▶ [Given exercise]: Repeat these lines verbatim, from the start of the lines up to and including the line containing "<point>885,385</point>".

▶ [Supplied entries]:
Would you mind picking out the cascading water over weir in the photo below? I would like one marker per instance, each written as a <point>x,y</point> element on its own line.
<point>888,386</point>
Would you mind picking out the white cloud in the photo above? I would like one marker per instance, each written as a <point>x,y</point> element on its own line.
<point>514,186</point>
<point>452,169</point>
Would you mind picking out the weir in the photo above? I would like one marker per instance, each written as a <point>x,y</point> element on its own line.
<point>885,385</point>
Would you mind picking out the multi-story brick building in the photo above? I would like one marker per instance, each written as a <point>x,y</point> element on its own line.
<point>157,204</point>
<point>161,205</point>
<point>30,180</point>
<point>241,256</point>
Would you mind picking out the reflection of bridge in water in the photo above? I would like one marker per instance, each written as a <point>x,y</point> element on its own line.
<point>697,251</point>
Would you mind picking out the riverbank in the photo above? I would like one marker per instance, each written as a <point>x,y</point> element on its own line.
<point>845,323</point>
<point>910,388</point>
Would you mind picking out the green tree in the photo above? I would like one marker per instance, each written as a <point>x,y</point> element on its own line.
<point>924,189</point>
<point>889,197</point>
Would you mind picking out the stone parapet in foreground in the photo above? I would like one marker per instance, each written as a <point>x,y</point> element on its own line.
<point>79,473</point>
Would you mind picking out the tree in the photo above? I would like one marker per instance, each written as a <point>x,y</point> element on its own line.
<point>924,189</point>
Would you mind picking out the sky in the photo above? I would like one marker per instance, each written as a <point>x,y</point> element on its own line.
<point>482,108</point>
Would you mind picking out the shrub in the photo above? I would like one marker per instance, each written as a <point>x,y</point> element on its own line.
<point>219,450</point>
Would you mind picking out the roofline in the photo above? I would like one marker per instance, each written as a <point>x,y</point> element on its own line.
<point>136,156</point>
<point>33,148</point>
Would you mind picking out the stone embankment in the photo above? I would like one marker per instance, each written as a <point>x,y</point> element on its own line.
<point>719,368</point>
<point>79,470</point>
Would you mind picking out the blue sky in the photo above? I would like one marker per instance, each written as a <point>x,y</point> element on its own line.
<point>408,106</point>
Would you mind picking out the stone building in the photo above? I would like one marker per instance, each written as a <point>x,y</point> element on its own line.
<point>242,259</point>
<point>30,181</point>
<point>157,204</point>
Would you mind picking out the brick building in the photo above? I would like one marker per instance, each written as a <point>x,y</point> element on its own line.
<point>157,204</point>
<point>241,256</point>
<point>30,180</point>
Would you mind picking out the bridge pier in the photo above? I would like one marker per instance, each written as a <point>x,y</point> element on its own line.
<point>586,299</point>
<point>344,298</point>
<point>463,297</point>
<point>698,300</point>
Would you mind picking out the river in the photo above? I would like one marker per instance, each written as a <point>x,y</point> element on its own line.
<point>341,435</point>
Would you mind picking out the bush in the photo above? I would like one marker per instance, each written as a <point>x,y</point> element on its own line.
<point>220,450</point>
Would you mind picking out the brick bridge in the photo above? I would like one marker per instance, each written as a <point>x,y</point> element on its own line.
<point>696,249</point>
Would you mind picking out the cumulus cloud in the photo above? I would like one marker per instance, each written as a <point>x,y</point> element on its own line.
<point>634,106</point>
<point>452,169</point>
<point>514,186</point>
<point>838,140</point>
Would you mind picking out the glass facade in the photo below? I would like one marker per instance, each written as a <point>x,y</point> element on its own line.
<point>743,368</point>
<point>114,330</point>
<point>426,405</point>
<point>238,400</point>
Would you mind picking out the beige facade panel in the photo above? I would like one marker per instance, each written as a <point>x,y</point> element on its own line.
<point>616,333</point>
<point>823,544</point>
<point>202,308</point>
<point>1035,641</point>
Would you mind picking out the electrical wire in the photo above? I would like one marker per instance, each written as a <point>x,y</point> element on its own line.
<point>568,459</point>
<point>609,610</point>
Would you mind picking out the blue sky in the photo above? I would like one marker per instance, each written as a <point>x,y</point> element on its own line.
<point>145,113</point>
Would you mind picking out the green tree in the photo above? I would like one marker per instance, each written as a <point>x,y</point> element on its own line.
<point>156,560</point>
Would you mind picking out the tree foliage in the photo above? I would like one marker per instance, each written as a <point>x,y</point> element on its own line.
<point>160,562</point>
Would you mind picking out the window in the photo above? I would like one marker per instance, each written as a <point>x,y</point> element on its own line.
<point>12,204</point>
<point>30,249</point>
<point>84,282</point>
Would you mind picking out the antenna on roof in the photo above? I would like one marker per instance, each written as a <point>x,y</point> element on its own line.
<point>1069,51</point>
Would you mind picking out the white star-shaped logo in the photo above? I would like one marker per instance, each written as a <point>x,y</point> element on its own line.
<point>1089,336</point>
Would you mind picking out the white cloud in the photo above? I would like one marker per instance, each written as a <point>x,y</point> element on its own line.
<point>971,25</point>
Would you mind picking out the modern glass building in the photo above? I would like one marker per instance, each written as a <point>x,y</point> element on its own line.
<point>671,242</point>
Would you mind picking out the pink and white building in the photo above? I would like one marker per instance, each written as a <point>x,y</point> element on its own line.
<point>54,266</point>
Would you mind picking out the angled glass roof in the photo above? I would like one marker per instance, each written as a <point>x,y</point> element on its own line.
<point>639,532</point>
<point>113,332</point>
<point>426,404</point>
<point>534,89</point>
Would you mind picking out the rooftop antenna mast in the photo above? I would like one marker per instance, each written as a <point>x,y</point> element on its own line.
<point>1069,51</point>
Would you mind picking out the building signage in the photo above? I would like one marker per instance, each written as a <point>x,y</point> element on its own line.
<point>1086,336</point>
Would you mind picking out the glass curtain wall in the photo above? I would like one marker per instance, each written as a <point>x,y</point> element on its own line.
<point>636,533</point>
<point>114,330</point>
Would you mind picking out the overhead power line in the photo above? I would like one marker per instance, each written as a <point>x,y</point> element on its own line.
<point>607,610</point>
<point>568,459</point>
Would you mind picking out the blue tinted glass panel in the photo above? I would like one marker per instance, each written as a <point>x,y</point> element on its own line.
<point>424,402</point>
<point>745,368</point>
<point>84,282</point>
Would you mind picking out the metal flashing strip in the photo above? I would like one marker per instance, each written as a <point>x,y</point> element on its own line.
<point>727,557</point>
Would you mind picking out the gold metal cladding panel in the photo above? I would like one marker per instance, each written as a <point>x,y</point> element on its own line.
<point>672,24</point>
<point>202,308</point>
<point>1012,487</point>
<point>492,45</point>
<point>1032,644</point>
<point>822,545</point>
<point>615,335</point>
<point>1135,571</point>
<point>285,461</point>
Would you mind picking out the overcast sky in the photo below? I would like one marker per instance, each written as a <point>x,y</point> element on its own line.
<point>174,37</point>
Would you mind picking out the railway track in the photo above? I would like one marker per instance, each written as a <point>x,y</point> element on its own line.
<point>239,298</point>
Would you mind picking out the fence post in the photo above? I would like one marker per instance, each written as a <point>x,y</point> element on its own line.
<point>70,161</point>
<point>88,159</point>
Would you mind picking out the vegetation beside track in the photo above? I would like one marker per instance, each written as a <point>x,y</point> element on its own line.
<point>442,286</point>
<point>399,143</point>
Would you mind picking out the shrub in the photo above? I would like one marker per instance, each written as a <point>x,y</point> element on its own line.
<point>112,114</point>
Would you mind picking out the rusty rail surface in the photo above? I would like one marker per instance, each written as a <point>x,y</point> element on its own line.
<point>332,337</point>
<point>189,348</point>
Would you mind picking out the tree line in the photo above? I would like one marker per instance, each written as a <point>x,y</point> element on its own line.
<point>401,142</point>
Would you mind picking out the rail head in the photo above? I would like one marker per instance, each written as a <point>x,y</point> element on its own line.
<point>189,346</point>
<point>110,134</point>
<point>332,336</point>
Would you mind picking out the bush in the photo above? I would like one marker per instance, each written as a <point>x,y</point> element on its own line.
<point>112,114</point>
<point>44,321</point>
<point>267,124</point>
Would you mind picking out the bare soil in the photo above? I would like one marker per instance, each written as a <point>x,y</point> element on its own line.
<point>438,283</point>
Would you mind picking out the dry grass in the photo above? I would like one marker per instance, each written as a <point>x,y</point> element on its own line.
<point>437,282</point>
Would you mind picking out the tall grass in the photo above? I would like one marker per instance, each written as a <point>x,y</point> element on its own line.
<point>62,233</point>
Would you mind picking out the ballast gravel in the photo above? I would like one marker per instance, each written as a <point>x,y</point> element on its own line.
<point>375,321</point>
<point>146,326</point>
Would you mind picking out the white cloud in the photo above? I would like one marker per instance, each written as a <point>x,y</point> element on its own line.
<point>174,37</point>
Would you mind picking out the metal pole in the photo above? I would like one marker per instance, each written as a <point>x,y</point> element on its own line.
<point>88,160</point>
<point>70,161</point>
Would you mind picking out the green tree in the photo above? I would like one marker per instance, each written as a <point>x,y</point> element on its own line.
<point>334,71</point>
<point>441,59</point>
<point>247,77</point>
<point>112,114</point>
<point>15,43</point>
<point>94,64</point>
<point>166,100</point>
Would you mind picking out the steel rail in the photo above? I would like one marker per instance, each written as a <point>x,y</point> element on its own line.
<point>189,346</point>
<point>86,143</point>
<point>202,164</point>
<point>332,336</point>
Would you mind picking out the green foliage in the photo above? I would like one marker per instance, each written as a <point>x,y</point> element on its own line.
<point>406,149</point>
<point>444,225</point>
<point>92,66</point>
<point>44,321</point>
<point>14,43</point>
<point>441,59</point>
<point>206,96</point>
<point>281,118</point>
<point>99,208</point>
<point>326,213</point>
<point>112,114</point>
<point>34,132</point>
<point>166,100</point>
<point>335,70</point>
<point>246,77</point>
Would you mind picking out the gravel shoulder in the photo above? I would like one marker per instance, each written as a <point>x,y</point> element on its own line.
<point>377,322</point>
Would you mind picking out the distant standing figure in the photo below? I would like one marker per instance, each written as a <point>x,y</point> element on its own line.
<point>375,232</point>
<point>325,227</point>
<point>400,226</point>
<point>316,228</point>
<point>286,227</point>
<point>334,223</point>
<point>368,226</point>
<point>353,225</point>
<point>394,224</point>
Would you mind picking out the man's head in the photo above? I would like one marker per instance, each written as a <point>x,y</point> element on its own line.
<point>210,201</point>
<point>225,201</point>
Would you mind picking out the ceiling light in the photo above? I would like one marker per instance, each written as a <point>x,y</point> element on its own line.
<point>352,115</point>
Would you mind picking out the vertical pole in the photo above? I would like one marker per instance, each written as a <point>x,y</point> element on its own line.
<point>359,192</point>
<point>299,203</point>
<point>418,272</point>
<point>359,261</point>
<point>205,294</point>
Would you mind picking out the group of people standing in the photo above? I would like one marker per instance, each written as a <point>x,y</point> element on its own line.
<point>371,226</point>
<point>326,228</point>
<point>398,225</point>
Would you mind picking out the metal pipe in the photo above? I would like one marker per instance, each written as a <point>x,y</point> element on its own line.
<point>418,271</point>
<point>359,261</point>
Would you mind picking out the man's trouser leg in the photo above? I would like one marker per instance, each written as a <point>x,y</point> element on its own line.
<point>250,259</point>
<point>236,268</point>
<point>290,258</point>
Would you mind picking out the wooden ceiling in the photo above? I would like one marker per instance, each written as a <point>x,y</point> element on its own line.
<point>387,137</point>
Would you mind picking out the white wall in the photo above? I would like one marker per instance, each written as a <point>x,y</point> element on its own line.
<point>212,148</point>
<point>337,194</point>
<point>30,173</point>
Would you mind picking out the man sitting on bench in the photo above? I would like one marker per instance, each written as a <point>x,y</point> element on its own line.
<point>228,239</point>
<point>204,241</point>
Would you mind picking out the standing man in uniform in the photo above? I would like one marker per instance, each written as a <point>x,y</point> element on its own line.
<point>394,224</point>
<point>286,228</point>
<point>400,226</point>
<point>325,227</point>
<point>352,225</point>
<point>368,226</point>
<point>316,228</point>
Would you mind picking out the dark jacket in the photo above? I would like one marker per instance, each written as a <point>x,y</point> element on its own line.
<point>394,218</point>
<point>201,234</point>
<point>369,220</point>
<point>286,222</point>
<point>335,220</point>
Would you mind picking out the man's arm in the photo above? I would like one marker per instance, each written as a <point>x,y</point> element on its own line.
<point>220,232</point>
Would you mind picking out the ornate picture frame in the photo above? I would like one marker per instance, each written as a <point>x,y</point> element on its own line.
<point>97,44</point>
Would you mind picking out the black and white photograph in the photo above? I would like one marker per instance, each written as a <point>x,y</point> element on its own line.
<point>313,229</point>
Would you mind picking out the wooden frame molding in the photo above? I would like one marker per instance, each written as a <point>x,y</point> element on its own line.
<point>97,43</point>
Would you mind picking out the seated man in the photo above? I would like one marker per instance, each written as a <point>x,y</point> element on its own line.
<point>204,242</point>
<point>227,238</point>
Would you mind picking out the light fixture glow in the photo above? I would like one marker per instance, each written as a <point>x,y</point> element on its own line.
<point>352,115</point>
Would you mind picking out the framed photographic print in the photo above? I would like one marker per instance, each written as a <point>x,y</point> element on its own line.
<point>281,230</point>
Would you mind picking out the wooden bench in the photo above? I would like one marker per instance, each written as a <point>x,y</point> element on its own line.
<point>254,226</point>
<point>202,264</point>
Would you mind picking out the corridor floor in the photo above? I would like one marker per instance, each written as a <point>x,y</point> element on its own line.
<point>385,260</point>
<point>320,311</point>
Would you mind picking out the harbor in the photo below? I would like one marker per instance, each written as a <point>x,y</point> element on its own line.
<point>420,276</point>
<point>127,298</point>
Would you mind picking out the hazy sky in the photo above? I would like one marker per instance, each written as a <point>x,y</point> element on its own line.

▶ [Result for this exercise]:
Would you mind picking out the cascading water over weir in the photo below? I would like one marker per instance, each written as a <point>x,y</point> element on its own line.
<point>888,386</point>
Would you mind picking out the white cloud in the photo above? I would like one marker per instance, each written as a <point>x,y</point> element on its own line.
<point>514,186</point>
<point>452,169</point>
Would you mind picking out the weir in the photo above? I would like one marker per instance, each written as a <point>x,y</point> element on its own line.
<point>885,385</point>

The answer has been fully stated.